━━━ SELECTED PASSAGE ━━━

I’ve tackled the topic of pairing wine (or beer or sake) with sushi in the past. Frankly, my wine thoughts on the subject keep evolving. In the past, I think I’ve recommended Riesling, Gewürztraminer, Champagne and Sauvignon Blanc as ideal sushi partners—and those are all good bets, generally speaking. But eating at sushi/sashimi restaurants increasingly involves a wide range of flavors, like those that smack you in the face at a restaurant such as Tsunami. It’s not just about raw fish anymore; increasingly, Japanese sushi restaurants tempt diners with everything from monkfish liver and Kobe beef carpaccio to Philly cream cheese-filled maki rolls and sirloin steak teriyaki. There are no simple answers when it comes to selecting wines for this multiplicity of flavors, especially when “fusion” cuisine enters the scene.


So, I recommend going back to some basic principles. For starters, don’t only think about the main ingredient of a dish. Also take into consideration variables like sauces, seasonings and condiments, all of which are myriad at a Japanese eatery. You might order something as simple, for example, as ebi (shrimp) nigiri—simply lightly steamed or boiled shrimp on steamed sushi rice. So a light, simple wine like Pinot Blanc might be just the ticket, right? Well, not so fast. Chances are you’re going to adorn that ebi with salty soy sauce, maybe spicy and tart wasabi, a little seaweed and then pickled ginger. That pickled ginger alone could wipe out the Pinot Blanc, with simultaneously sweet, fragrant and vinegary undertones. So, maybe Viognier would be a better choice … or Pinot Gris.


You probably realize by now that I’m not really going to supply any answers here. Better to focus on the way we think about pairing wine with food than offering up easy solutions. After all, there are plenty of wine-and-food-pairing articles and Websites devoted to the topic of what particular wine goes with which specific food. I’m much more interested in the process of getting there.

━━━ THE DATA ━━━

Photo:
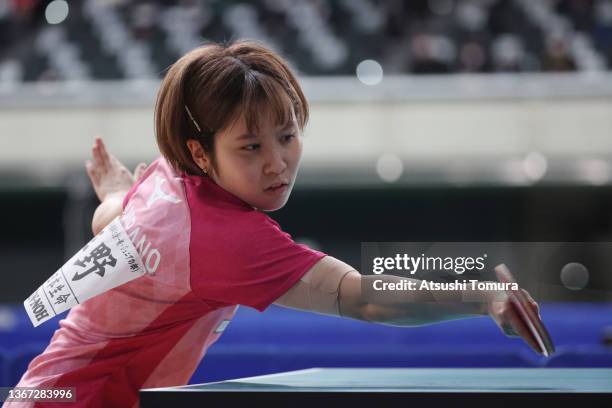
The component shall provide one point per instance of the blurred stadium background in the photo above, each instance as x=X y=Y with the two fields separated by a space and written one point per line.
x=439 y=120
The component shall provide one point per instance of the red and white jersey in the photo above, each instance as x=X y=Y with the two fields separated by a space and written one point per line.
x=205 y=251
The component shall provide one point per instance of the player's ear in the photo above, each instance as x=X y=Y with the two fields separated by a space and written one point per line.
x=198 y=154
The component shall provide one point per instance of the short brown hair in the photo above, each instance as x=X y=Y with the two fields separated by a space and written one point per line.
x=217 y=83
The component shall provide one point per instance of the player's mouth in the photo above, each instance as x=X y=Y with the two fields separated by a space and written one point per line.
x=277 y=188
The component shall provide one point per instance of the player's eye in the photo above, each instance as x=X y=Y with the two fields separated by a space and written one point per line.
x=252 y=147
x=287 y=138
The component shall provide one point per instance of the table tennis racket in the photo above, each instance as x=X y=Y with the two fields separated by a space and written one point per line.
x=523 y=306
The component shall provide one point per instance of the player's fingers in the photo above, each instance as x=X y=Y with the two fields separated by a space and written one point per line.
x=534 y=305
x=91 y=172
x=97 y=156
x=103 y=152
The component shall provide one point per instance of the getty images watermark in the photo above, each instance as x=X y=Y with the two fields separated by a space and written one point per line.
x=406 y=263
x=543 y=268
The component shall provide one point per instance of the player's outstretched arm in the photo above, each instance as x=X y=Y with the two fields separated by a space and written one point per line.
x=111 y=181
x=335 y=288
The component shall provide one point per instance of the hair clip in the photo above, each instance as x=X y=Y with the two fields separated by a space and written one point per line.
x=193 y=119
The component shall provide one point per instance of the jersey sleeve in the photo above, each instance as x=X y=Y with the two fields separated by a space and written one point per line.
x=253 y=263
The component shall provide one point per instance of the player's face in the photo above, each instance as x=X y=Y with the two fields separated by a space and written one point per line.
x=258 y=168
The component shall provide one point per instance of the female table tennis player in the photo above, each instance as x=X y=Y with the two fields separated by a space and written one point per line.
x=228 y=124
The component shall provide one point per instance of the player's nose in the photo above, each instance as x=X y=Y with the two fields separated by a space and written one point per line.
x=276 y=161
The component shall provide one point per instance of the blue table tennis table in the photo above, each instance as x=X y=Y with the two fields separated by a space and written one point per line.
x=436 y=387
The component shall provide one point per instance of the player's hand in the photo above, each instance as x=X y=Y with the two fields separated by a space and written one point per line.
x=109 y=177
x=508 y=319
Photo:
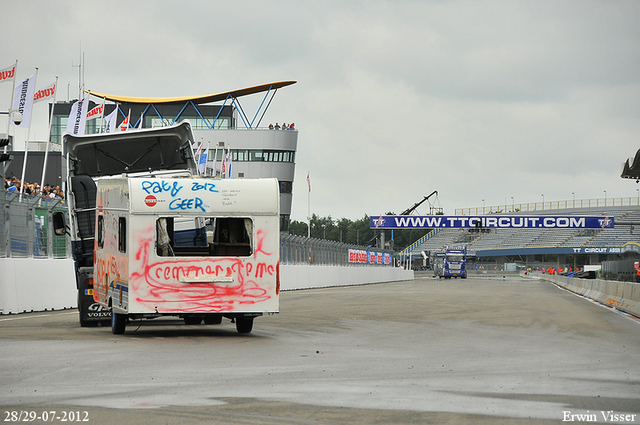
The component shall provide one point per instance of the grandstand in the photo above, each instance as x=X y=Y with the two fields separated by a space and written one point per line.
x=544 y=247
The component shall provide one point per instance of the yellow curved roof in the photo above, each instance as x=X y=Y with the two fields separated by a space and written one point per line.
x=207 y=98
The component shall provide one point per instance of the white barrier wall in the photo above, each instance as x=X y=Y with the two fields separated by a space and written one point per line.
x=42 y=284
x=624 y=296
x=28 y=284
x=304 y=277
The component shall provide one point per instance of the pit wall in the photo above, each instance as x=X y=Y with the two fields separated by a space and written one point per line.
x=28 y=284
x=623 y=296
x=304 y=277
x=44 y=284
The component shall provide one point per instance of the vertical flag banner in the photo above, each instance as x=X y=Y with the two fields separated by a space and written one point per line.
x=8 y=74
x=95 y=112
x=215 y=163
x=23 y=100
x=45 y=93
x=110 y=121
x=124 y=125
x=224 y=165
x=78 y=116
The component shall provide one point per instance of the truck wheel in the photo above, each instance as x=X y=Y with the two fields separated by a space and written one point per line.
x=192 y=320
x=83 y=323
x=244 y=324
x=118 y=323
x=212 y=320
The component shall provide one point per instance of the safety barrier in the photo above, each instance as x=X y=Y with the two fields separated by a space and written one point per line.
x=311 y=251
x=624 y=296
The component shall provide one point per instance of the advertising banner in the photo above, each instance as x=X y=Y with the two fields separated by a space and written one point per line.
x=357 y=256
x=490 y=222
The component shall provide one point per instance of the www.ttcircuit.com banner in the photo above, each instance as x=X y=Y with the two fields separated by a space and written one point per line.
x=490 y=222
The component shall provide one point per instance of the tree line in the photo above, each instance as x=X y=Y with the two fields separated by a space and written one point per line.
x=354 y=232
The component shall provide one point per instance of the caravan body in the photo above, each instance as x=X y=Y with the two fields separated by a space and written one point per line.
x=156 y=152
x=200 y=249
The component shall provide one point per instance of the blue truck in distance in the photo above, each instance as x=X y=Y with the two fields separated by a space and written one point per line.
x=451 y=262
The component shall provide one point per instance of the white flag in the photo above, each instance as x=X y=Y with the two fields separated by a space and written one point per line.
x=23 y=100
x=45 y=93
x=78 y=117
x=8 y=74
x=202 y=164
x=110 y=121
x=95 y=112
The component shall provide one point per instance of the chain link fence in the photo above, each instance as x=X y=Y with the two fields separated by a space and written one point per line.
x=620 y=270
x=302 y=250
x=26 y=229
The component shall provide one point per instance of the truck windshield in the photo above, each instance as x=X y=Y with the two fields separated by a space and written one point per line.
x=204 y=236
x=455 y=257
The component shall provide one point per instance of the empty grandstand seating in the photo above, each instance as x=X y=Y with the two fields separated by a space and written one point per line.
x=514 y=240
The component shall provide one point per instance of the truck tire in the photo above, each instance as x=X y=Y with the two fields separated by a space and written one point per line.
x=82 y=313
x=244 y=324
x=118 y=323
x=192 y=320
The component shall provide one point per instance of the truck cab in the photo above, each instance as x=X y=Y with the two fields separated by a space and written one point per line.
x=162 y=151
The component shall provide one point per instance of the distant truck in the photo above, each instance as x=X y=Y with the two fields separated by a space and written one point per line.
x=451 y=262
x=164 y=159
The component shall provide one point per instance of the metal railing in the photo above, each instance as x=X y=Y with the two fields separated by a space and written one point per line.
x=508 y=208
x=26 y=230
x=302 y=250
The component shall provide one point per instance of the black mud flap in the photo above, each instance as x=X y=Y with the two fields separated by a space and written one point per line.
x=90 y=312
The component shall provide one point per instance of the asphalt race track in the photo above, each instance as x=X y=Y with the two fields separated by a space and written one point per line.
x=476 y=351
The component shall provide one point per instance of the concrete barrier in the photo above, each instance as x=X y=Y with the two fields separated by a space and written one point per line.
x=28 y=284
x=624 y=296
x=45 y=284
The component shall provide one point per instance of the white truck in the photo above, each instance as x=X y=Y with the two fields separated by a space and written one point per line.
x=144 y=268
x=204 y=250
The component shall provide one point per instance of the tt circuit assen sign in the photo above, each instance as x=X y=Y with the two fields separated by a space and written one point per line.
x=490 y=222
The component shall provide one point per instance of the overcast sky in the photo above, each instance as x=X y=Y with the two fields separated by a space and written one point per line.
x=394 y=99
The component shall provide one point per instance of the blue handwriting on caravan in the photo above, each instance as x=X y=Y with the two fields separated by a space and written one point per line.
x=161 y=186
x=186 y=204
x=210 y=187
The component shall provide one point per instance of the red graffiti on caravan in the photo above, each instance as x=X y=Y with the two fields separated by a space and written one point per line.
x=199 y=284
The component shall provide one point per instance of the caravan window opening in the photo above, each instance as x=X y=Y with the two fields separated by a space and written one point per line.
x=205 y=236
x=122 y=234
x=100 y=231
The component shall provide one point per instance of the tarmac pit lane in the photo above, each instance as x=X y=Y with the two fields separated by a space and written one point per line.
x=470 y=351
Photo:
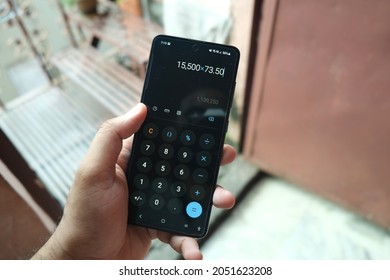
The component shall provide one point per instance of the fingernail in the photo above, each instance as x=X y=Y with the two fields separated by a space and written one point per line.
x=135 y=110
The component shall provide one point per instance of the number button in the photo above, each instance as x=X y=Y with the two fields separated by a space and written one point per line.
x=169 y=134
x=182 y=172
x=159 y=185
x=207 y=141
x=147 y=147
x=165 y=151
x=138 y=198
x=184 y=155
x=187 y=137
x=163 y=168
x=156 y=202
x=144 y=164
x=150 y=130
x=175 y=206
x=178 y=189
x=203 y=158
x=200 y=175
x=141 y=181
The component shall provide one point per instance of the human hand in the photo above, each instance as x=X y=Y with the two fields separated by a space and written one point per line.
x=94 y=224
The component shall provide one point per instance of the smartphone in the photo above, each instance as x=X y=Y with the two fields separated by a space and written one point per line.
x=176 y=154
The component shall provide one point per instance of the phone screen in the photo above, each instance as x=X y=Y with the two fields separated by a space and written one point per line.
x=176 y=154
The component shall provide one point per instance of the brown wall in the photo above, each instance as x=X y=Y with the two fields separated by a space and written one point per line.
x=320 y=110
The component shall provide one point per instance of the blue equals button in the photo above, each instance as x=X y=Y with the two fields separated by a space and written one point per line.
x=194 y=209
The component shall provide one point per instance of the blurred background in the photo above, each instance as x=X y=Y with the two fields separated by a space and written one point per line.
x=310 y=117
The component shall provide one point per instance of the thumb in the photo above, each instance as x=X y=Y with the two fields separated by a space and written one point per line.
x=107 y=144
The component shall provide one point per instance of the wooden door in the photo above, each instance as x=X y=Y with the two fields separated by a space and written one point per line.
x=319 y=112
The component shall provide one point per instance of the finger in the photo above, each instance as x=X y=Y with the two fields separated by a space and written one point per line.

━━━

INSTRUCTIONS
A) Answer these questions about the wine-and-sushi text:
(i) Which four wines has the writer recommended in the past as sushi partners?
(ii) What is ebi?
(iii) What is the writer more interested in than which wine goes with which food?
B) Duplicate the portion of the wine-and-sushi text starting with "You probably realize" and going on through "of getting there.".

EXERCISE RESPONSES
A)
(i) Riesling, Gewürztraminer, Champagne and Sauvignon Blanc
(ii) Shrimp
(iii) The process of getting there

B)
You probably realize by now that I’m not really going to supply any answers here. Better to focus on the way we think about pairing wine with food than offering up easy solutions. After all, there are plenty of wine-and-food-pairing articles and Websites devoted to the topic of what particular wine goes with which specific food. I’m much more interested in the process of getting there.